## Estratto del documento

Blu e rosso contro il cancro

Cibi colorati, cibi anticancro. Detto così, sembra una battuta. Ma le nuove scoperte che si annunciano dalla Ohio State University e che sono state presentate al congresso dell’American Chemical Society, a Boston, espandono gli orizzonti dei ricercatori che stanno esplorando i superpoteri nascosti di tanti tra i tantissimi alimenti di cui abbiamo imparato a ingozzarci in milioni di anni di evoluzione.


Stavolta l’attenzione è stata colpita dal look di alcuni frutti e di alcune verdure – i colori rossi, viola e blu – e poi ha zoomato fino all’invisibile microcosmo delle molecole. E dopo questa vertiginosa discesa dalle sferette del mirtillo al suo pigmento – tanto per fare un esempio – il verdetto di laboratorio è stato sorprendente: i pigmenti naturali che accendono e infiammano melanzane, cavoli rossi, ravanelli, carote nere, mais rosso, sorbo e, appunto mirtilli, sono potenti agenti anticancro. Significa che riescono a rallentare la crescita delle cellule tumorali e in alcuni casi sono anche in grado di disgregarne il nucleo, portandole rapidamente alla morte, senza intaccare le «colleghe» sane.

I dati raccolti dai test sono significativi. Combinando le ricerche su campioni di tessuti umani ammalati con le altre su topini costretti a differenti tipi di diete, si è osservato che un mix di mais rosso e ribes mette «ko» il 20% delle cellule cancerogene, mentre con «piatti» di ravanelli e carote nere la percentuale sale tra il 50 e l’80%. Il merito – ha spiegato Mónica Giusti, professoressa di «Food science» di origine peruviana – è proprio dell’azione dei pigmenti, che appartengono a una particolare classe di antiossidanti, le antocianine.

La loro caratteristica più evidente è di essere difficilmente assorbibili dall’organismo. Invece di disperdersi nel flusso sanguigno, viaggiano pressoché indisturbate dallo stomaco all’intestino, dove, finalmente, agiscono.

Devono infatti alla relativa invulnerabilità la capacità di aggredire le cellule tumorali del colon. E sono queste le caratteristiche ancora da indagare negli aspetti più reconditi. Di certo sono state confermate dalle alterazioni che, via via, il team di Mònica Giusti ha provato: se si variano le strutture dei pigmenti, con micro iniezioni di zuccheri oppure di acidi, muta anche l’attività biologica delle antocianine.

## Materiale di studio

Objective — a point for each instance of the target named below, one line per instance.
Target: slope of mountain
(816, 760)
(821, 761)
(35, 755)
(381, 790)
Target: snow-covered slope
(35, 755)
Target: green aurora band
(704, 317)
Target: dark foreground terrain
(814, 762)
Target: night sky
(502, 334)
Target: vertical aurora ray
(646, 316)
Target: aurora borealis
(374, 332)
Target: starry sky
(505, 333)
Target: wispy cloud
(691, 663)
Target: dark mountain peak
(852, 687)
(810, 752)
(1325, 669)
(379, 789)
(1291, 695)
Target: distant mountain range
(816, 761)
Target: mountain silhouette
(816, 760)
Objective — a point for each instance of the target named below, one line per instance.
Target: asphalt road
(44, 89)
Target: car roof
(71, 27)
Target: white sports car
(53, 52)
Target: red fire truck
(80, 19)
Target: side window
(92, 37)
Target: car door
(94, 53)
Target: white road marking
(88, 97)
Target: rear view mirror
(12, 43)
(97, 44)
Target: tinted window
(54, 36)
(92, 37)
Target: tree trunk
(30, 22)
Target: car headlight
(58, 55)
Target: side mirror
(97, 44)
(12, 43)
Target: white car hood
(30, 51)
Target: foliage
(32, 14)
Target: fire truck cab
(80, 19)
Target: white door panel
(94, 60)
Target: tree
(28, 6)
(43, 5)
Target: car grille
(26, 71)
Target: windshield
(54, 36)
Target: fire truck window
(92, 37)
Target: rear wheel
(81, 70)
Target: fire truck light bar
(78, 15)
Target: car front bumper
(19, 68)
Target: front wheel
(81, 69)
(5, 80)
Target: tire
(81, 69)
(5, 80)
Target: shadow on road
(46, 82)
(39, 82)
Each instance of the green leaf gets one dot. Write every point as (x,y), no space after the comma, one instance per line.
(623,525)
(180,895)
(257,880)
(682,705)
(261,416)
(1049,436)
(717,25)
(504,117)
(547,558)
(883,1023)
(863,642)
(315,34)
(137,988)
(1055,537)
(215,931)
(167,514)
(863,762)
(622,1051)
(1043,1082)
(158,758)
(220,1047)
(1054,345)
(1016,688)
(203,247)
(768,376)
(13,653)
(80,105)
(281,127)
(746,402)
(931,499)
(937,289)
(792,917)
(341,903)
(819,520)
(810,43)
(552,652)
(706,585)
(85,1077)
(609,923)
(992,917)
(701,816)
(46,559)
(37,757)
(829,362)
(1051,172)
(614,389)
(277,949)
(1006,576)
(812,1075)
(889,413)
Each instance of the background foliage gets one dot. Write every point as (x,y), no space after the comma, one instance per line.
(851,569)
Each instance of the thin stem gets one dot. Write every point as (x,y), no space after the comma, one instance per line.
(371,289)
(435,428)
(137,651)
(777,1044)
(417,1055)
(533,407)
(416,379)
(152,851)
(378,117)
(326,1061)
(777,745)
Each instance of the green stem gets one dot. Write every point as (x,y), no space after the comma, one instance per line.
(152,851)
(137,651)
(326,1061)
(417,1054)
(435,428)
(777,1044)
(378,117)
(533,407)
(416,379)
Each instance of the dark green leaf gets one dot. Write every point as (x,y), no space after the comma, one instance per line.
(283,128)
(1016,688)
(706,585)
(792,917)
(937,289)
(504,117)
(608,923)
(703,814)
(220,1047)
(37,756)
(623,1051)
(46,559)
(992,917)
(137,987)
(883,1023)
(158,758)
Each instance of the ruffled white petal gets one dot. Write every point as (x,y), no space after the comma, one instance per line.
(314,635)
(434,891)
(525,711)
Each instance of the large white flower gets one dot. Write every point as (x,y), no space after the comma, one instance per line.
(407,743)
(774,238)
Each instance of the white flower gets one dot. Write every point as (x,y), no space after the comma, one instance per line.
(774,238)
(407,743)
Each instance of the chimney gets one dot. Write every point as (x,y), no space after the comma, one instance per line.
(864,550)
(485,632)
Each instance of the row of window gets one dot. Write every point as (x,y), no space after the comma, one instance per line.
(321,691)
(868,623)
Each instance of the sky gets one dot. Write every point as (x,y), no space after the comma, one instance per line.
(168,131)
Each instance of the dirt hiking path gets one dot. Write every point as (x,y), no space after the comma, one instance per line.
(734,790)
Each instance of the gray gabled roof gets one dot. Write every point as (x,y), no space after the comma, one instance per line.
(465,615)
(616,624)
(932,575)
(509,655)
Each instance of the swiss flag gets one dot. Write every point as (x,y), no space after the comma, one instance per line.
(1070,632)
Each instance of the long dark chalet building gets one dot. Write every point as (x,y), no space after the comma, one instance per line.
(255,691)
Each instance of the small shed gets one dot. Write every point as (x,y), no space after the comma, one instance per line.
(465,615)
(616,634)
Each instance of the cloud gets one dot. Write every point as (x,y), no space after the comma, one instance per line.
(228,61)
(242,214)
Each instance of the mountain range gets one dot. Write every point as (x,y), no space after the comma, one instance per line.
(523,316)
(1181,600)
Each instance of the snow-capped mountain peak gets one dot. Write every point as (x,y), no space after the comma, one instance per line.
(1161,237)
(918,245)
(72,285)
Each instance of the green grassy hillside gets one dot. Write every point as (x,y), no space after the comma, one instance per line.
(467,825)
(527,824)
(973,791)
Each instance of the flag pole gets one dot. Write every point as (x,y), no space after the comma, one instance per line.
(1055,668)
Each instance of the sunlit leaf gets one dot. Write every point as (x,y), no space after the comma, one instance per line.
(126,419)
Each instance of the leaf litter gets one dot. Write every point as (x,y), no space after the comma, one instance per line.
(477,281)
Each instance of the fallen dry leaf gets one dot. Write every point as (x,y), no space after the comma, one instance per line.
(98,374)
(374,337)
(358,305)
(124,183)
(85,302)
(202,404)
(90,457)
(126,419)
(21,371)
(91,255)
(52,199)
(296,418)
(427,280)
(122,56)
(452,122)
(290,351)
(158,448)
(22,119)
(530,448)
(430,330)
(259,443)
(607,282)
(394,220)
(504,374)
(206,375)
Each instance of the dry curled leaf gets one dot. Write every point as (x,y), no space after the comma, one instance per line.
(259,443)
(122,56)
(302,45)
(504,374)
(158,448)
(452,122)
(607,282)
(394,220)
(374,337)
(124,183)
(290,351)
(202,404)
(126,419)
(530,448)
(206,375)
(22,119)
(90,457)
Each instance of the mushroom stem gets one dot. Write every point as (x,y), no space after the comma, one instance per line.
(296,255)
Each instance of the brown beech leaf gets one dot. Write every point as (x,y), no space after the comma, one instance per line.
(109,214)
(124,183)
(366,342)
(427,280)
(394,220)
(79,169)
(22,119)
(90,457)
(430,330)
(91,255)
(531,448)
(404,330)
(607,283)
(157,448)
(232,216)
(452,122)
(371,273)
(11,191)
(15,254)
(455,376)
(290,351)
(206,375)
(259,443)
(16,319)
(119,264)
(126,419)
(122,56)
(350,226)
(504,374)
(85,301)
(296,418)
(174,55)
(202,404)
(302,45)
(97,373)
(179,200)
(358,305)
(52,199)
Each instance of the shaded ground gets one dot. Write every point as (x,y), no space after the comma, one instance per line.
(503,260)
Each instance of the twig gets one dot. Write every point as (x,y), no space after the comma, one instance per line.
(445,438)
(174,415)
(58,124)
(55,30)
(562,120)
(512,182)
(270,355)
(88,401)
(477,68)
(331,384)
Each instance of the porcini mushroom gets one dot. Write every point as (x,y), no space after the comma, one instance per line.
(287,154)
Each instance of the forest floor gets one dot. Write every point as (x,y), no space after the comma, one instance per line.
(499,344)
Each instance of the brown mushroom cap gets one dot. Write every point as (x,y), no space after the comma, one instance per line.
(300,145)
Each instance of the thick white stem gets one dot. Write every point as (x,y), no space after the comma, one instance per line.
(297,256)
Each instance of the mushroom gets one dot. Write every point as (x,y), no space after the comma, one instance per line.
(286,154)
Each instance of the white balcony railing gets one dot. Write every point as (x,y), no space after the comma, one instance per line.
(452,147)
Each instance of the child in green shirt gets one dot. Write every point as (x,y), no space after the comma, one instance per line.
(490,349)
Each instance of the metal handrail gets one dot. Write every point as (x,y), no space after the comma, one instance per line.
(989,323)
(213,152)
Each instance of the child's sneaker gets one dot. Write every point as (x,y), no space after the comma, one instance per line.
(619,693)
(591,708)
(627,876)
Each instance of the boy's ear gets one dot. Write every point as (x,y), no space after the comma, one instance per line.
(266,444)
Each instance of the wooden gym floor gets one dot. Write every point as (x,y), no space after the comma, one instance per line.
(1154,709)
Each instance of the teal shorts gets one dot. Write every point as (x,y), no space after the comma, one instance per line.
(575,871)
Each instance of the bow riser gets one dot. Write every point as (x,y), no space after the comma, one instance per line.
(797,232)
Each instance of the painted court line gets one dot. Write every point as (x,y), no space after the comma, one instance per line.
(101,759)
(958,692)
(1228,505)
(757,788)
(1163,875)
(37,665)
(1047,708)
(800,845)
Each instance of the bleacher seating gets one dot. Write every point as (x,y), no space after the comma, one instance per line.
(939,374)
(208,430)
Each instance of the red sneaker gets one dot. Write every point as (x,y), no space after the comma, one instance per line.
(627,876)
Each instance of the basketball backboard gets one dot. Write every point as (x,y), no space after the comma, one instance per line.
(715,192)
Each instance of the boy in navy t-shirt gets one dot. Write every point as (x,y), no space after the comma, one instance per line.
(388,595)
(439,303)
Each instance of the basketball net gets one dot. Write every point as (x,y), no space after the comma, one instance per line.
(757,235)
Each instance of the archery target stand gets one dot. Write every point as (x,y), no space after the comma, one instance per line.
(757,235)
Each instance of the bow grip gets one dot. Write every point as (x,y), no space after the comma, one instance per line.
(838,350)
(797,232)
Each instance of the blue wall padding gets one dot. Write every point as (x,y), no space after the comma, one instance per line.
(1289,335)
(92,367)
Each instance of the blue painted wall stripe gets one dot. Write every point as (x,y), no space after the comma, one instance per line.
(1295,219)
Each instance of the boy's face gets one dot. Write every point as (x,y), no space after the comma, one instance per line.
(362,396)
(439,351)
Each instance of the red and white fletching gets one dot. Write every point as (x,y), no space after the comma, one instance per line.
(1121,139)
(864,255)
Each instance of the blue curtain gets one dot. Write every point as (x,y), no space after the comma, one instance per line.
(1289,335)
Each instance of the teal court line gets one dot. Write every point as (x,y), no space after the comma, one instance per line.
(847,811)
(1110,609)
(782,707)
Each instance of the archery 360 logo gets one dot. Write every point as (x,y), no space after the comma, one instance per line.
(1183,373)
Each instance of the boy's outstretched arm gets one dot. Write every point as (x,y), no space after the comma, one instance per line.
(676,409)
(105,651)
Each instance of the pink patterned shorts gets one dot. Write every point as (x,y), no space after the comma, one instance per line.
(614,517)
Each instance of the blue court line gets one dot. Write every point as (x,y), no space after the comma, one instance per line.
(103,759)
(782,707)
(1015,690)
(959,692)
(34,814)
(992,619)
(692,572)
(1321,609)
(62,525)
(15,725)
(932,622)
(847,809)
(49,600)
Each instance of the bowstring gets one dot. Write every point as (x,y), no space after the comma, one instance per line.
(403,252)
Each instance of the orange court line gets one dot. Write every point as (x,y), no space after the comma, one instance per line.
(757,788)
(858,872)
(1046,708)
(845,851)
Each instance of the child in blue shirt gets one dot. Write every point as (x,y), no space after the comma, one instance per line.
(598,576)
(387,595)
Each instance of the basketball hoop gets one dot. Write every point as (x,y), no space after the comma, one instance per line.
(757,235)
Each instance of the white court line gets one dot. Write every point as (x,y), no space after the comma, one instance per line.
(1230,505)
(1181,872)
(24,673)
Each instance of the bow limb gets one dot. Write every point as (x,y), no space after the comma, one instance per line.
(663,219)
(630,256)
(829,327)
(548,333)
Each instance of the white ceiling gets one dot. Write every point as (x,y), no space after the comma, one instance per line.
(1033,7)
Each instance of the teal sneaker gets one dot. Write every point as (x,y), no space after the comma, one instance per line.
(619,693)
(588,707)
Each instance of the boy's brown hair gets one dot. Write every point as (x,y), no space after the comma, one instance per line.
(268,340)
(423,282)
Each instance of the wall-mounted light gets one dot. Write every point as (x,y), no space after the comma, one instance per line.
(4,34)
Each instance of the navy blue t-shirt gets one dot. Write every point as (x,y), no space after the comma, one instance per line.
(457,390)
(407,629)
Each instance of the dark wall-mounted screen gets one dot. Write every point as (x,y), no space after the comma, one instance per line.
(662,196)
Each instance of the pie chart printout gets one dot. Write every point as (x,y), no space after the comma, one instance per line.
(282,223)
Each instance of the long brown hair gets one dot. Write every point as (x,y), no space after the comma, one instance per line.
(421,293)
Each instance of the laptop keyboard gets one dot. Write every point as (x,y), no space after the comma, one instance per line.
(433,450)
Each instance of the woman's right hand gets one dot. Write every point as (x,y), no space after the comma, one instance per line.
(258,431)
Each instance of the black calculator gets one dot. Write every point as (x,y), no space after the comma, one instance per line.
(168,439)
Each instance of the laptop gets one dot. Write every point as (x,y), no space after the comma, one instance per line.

## Obiettivo del compito
Riproduci alla lettera il passo dell'articolo sui pigmenti anticancro da "Cibi colorati, cibi" a "anni di evoluzione.". I record provengono da una fonte diversa.

## Risposta al compito
Cibi colorati, cibi anticancro. Detto così, sembra una battuta. Ma le nuove scoperte che si annunciano dalla Ohio State University e che sono state presentate al congresso dell’American Chemical Society, a Boston, espandono gli orizzonti dei ricercatori che stanno esplorando i superpoteri nascosti di tanti tra i tantissimi alimenti di cui abbiamo imparato a ingozzarci in milioni di anni di evoluzione.